→ **Work task**
Go through the data below and gather each line containing "curly".

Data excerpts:
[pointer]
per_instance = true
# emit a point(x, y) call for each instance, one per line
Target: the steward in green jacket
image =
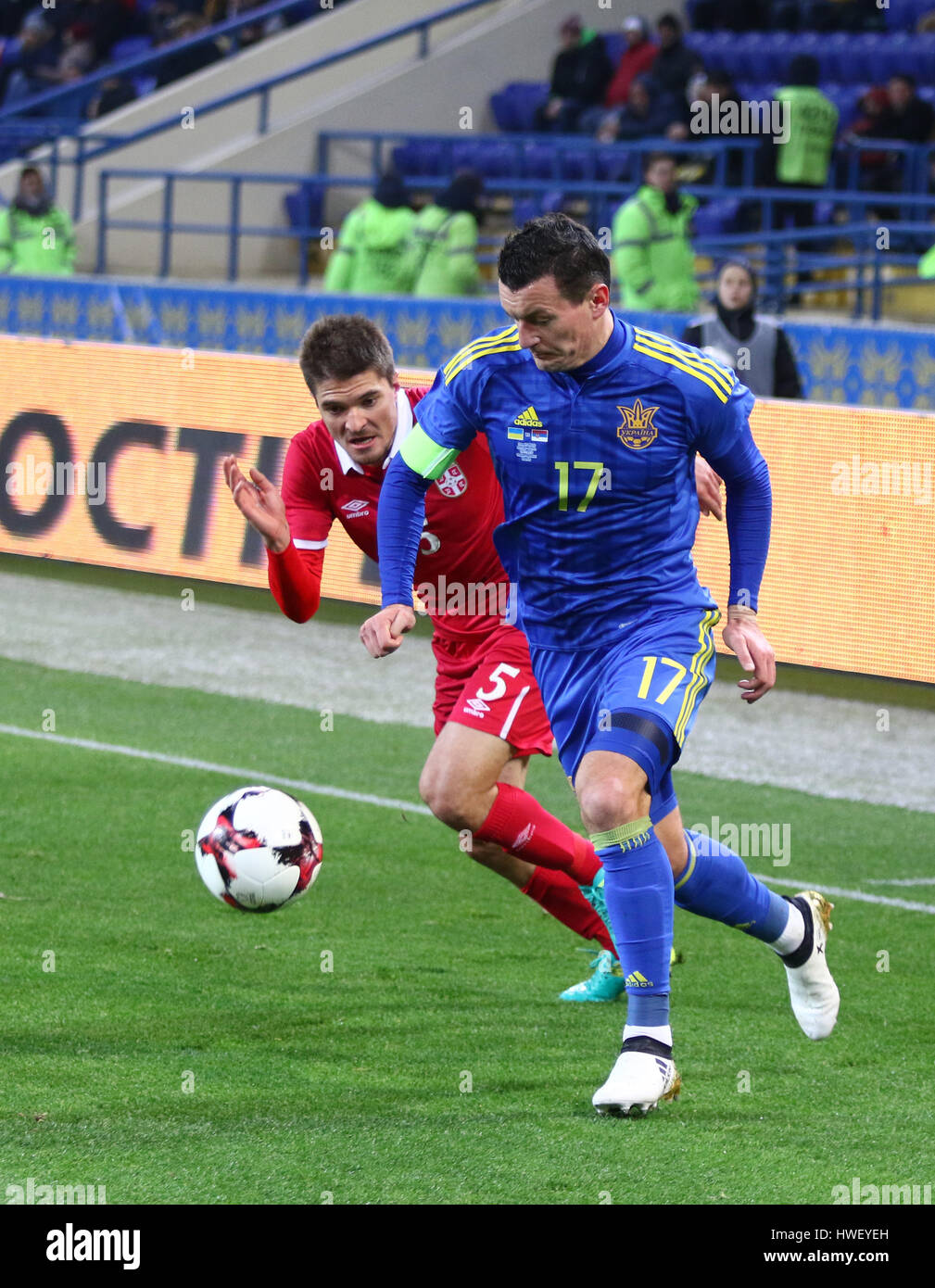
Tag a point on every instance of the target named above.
point(371, 248)
point(651, 254)
point(443, 251)
point(35, 236)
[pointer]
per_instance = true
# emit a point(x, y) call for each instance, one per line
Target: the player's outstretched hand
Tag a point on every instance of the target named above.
point(259, 502)
point(753, 652)
point(383, 633)
point(709, 487)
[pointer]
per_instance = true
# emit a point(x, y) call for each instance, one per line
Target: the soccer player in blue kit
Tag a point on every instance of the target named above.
point(594, 425)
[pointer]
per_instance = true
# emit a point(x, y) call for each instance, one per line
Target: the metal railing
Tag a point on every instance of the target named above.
point(260, 90)
point(80, 92)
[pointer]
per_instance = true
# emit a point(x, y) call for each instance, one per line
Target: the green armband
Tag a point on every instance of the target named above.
point(423, 455)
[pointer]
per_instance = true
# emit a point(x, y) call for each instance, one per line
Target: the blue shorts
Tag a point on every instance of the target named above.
point(638, 697)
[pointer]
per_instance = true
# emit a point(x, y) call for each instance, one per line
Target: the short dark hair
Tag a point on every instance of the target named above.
point(554, 245)
point(343, 347)
point(651, 158)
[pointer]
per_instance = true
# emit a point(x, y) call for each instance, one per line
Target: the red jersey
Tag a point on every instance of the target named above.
point(459, 576)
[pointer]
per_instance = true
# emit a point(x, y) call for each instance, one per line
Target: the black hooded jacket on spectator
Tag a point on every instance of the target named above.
point(740, 323)
point(582, 73)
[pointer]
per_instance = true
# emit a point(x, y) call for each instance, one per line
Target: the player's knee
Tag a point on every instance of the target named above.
point(443, 796)
point(610, 802)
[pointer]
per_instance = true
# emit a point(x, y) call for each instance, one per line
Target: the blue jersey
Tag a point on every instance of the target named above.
point(598, 473)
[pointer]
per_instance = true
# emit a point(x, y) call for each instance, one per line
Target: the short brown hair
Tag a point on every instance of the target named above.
point(343, 347)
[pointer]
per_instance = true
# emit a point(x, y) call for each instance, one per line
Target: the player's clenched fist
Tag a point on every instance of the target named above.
point(383, 633)
point(753, 652)
point(259, 502)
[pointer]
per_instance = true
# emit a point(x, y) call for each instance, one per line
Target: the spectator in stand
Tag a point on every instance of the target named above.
point(905, 116)
point(443, 251)
point(26, 58)
point(109, 20)
point(675, 63)
point(644, 116)
point(187, 62)
point(866, 125)
point(35, 234)
point(756, 347)
point(803, 158)
point(651, 254)
point(76, 58)
point(115, 92)
point(375, 237)
point(581, 73)
point(637, 61)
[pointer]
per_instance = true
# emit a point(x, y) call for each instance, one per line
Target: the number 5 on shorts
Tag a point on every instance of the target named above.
point(680, 673)
point(499, 682)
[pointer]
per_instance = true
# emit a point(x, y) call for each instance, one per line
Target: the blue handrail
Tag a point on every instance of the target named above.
point(773, 241)
point(148, 62)
point(259, 88)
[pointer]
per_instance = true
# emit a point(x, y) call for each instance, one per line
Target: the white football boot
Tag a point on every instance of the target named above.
point(643, 1076)
point(813, 991)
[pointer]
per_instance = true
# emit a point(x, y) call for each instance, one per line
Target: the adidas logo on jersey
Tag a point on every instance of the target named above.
point(528, 418)
point(476, 706)
point(637, 980)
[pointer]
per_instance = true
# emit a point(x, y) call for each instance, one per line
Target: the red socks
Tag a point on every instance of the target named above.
point(562, 897)
point(521, 826)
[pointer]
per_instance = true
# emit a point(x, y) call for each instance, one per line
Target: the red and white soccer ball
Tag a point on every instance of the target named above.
point(258, 849)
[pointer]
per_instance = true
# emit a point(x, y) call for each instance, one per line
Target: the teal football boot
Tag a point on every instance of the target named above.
point(604, 986)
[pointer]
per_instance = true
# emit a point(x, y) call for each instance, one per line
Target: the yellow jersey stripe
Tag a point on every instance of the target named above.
point(482, 353)
point(474, 344)
point(689, 868)
point(663, 342)
point(706, 648)
point(724, 379)
point(683, 366)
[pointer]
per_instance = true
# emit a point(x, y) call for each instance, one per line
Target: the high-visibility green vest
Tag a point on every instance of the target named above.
point(371, 248)
point(443, 253)
point(653, 260)
point(35, 245)
point(810, 121)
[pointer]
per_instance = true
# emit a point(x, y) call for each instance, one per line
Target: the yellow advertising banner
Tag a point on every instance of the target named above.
point(849, 582)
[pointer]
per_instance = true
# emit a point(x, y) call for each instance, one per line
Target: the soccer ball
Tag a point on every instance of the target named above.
point(258, 849)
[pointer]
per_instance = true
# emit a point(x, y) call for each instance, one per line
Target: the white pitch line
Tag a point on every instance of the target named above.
point(908, 904)
point(250, 776)
point(901, 881)
point(246, 776)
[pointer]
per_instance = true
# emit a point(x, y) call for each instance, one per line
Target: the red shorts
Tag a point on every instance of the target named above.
point(489, 686)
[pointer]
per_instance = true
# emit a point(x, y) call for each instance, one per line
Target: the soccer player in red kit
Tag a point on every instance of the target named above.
point(488, 713)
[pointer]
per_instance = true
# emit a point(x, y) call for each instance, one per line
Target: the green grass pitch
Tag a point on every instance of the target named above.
point(308, 1085)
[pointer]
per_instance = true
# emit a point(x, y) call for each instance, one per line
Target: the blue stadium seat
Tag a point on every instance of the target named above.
point(716, 218)
point(517, 103)
point(753, 56)
point(614, 44)
point(422, 158)
point(487, 155)
point(538, 161)
point(613, 165)
point(132, 46)
point(304, 207)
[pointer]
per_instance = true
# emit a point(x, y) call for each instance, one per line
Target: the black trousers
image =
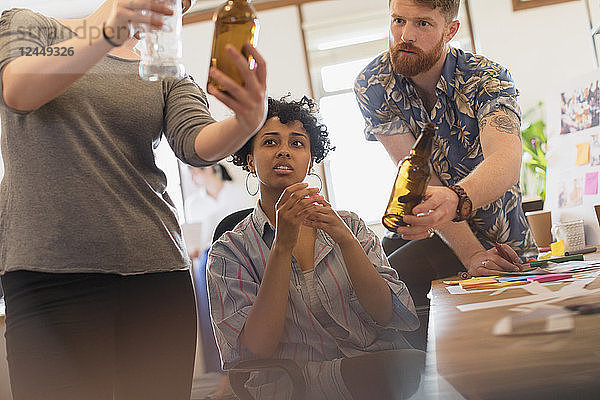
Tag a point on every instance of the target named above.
point(419, 262)
point(100, 336)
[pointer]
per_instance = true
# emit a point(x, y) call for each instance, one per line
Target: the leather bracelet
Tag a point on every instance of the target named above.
point(113, 44)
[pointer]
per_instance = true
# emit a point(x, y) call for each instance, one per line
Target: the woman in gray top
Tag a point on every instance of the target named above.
point(99, 302)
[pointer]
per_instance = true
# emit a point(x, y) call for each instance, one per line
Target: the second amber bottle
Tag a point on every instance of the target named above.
point(411, 181)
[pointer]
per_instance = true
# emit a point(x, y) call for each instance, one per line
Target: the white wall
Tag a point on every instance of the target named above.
point(542, 46)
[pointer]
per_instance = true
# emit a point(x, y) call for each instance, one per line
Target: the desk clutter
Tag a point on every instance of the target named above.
point(557, 280)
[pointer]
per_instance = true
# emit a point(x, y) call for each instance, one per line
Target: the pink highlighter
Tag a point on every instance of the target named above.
point(549, 277)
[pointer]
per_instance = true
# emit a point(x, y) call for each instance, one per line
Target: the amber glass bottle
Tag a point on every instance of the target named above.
point(236, 24)
point(411, 181)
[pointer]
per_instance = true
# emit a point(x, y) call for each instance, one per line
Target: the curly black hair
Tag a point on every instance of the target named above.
point(304, 110)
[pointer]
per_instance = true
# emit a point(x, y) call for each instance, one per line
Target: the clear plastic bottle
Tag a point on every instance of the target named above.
point(161, 49)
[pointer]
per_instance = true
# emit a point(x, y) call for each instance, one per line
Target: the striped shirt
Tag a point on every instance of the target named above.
point(237, 263)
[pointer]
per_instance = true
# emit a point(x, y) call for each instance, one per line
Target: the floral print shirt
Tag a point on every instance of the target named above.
point(470, 88)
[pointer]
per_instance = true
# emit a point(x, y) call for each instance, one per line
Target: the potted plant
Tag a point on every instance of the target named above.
point(534, 151)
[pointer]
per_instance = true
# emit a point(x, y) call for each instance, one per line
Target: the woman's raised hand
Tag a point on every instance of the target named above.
point(294, 205)
point(248, 102)
point(128, 13)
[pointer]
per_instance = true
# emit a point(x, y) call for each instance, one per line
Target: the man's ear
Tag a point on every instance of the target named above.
point(452, 30)
point(250, 161)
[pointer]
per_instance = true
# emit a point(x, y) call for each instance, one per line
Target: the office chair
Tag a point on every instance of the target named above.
point(239, 373)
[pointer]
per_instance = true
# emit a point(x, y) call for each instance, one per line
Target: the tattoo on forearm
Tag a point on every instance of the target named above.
point(504, 122)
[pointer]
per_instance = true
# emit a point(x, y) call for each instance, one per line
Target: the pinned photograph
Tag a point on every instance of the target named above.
point(580, 108)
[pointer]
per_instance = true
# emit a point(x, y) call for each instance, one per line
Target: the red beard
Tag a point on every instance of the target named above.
point(414, 64)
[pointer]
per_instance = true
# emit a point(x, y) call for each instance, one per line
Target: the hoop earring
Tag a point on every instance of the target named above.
point(247, 188)
point(319, 179)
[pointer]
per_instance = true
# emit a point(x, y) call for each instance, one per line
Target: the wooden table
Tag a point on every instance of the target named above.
point(480, 365)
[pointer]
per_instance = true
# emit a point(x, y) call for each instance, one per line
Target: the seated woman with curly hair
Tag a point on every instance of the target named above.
point(298, 280)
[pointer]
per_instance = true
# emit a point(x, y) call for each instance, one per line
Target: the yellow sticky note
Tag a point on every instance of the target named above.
point(583, 153)
point(558, 248)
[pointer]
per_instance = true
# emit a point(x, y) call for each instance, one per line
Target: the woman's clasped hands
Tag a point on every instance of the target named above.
point(300, 205)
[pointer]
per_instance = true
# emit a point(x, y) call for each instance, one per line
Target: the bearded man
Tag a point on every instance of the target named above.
point(473, 200)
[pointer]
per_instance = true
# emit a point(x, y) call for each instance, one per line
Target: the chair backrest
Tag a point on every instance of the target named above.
point(230, 221)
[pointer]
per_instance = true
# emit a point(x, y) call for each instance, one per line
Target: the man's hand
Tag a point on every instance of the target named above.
point(490, 262)
point(438, 209)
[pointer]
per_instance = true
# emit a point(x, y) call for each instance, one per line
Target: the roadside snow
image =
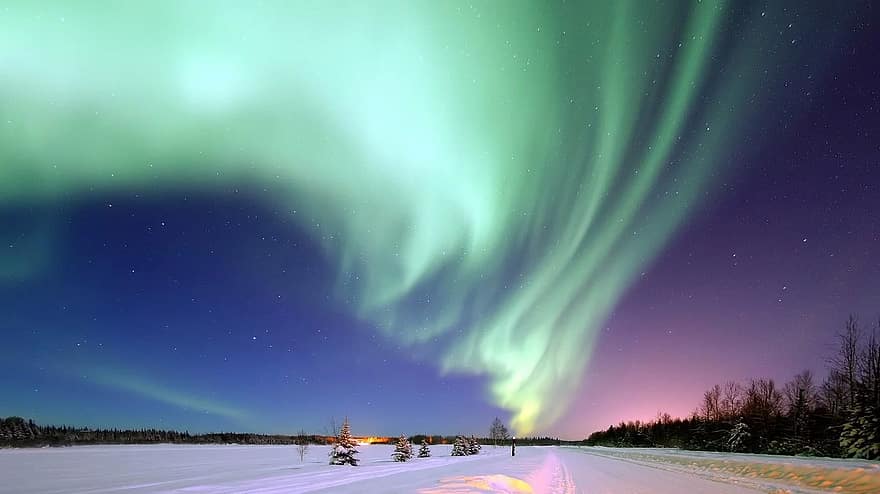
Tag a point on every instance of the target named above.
point(277, 469)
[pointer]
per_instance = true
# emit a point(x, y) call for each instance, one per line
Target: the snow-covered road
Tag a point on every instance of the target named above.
point(277, 469)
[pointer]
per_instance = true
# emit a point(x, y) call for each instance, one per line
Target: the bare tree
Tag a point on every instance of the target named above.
point(846, 361)
point(869, 368)
point(833, 395)
point(498, 431)
point(711, 407)
point(302, 444)
point(731, 400)
point(800, 392)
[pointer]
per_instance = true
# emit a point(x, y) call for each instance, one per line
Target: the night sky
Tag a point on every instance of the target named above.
point(420, 216)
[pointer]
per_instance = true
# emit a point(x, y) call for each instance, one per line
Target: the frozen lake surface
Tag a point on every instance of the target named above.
point(563, 470)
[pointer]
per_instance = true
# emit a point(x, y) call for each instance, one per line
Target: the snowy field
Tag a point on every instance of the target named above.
point(563, 470)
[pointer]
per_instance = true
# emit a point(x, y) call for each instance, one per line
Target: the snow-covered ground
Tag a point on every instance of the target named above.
point(565, 470)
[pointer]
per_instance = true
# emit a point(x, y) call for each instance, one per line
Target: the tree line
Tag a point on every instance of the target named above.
point(839, 416)
point(16, 431)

→ **Answer for this exercise**
Target: the curly black hair
Target: the seated woman with curly hair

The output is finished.